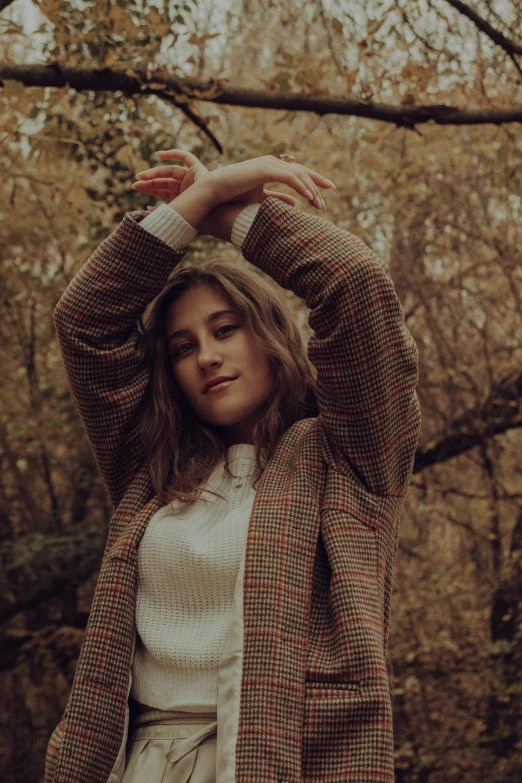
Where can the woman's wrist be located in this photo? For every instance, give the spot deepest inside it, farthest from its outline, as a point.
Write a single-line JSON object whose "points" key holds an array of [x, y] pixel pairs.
{"points": [[194, 204], [220, 221]]}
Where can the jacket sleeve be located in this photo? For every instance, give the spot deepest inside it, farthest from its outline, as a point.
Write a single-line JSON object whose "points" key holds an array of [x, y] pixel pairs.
{"points": [[365, 357], [96, 325]]}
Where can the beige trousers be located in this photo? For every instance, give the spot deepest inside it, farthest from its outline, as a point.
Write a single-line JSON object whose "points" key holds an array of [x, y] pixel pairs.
{"points": [[172, 747]]}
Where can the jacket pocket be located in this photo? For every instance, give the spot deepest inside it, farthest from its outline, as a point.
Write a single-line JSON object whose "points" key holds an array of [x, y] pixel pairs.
{"points": [[347, 732], [53, 750]]}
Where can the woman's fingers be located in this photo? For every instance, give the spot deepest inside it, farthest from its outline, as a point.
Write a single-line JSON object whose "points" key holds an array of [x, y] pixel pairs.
{"points": [[281, 196], [177, 172]]}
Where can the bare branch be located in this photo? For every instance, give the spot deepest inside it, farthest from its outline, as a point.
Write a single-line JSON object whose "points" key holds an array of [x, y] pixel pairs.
{"points": [[183, 91], [501, 412], [498, 38], [40, 566]]}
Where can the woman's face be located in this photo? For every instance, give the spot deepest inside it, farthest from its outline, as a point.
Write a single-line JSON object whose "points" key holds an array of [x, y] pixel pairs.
{"points": [[206, 343]]}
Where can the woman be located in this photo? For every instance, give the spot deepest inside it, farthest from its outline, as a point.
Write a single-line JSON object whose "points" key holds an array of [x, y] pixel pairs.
{"points": [[239, 626]]}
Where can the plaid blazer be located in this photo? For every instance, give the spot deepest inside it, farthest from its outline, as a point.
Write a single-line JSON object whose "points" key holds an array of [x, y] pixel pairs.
{"points": [[312, 701]]}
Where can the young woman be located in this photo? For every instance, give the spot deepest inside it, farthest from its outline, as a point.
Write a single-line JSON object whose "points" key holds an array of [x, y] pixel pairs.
{"points": [[239, 625]]}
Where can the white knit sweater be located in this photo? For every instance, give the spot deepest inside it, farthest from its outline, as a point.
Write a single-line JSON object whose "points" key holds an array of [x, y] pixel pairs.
{"points": [[189, 558]]}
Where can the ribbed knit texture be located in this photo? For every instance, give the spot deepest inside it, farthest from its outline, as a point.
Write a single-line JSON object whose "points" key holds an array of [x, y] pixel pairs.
{"points": [[188, 562], [168, 225]]}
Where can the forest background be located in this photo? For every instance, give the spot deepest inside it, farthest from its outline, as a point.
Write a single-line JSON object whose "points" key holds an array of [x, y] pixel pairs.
{"points": [[413, 109]]}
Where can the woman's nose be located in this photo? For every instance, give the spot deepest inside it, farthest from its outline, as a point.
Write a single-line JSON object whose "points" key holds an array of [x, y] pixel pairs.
{"points": [[209, 356]]}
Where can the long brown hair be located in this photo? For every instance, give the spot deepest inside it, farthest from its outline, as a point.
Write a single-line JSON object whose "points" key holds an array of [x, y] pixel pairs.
{"points": [[182, 450]]}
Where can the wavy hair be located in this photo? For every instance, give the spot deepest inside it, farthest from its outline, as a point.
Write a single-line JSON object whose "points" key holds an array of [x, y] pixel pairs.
{"points": [[182, 450]]}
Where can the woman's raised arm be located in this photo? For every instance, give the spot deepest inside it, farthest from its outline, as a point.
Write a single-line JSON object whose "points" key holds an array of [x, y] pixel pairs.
{"points": [[96, 324]]}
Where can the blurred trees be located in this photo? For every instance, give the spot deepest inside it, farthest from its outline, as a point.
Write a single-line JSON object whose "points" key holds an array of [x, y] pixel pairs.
{"points": [[440, 203]]}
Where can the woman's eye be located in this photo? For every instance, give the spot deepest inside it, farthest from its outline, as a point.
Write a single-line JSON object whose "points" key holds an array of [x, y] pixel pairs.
{"points": [[227, 326], [180, 349]]}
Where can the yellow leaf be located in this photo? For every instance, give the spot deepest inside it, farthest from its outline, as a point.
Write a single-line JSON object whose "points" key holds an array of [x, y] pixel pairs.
{"points": [[125, 156], [109, 59]]}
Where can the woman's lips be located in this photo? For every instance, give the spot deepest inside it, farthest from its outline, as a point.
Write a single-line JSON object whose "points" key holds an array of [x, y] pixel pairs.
{"points": [[220, 386]]}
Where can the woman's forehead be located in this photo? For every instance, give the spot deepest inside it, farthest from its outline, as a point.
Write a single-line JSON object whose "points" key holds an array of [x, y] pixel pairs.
{"points": [[195, 306]]}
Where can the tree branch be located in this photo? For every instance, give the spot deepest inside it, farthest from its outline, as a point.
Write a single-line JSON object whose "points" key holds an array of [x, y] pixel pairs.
{"points": [[182, 91], [39, 567], [501, 412], [498, 38]]}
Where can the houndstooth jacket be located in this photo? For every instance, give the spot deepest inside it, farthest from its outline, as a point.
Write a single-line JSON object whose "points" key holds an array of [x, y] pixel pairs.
{"points": [[303, 692]]}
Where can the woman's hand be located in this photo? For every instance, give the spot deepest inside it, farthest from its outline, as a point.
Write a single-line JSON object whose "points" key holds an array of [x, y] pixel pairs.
{"points": [[215, 198], [237, 182], [169, 181]]}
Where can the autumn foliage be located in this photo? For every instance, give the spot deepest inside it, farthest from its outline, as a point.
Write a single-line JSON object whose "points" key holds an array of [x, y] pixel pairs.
{"points": [[441, 203]]}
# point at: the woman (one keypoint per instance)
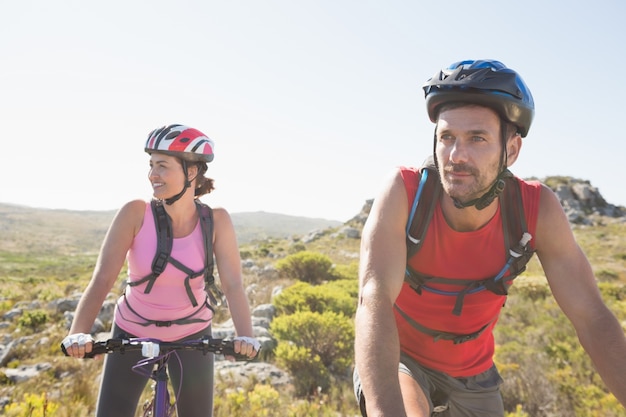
(172, 304)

───

The task: Nothing but the lines from the line containing "Where can the tree" through the last line of the records above is to be extracted, exactly and with no pictures.

Task solution:
Where can the tree branch be located in this photo? For every instance, give the spot deepest inside it, farthest from its outline, as a point.
Write a single-line JSON object whose "points" key holds an array of [x, y] pixel pairs.
{"points": [[182, 91], [39, 567], [501, 412], [498, 38]]}
Where can the houndstooth jacket be located in this photo? For every instance, give the spot deepest inside it, farthest from its outline, as a point.
Write a single-line JSON object whose "points" key holds an array of [x, y] pixel pairs.
{"points": [[303, 692]]}
Where can the woman's hand be located in this photo? For every instance, give the spot deepest inside it, farthest from its outline, as a point.
Write a single-line JSON object whose "points" key holds an array of [x, y] pixel pairs.
{"points": [[215, 198], [237, 182], [169, 181]]}
Where can the autumn foliage be located in this photo? For every instance, give the spot deepest inside it, farthest from its outline, as a point.
Write a single-line JSON object whose "points" key holds an array of [x, y] pixel pairs.
{"points": [[441, 203]]}
# point at: the woman (one keypoint per instance)
(172, 304)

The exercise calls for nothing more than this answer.